YOUR GOAL: Reproduce the line containing "Please place a point on the bus" in the listing below, then every later line up to the end, precisely as written.

INFORMATION PROVIDED:
# # #

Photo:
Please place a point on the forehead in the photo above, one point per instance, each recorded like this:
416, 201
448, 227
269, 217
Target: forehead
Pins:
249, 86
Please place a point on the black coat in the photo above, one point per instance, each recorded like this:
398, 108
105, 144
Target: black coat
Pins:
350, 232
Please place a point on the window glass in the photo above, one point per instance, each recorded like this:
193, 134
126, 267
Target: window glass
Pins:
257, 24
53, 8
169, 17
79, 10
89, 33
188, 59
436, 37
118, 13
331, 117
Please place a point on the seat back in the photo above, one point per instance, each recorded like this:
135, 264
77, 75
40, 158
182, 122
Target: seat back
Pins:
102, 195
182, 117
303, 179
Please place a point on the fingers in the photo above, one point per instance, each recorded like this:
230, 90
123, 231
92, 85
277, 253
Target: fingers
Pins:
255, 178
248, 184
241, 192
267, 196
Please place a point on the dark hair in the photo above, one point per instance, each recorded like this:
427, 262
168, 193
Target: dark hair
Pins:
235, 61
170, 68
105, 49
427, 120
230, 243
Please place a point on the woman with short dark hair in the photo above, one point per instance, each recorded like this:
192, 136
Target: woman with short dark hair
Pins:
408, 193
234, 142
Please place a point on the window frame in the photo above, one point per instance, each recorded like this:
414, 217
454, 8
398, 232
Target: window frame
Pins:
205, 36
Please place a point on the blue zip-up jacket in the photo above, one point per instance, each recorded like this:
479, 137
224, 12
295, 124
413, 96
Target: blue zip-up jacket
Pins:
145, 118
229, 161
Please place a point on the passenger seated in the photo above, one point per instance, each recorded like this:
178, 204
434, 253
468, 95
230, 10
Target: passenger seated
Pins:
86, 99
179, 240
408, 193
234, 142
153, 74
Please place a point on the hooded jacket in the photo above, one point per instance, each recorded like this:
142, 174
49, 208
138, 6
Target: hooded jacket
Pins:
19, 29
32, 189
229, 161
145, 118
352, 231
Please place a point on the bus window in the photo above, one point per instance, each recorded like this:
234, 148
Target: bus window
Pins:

# # #

WRITTEN RESPONSE:
Please place a point on the bus window in the photo above, one point per instance, each recorded like this:
234, 148
Target: bus window
Pins:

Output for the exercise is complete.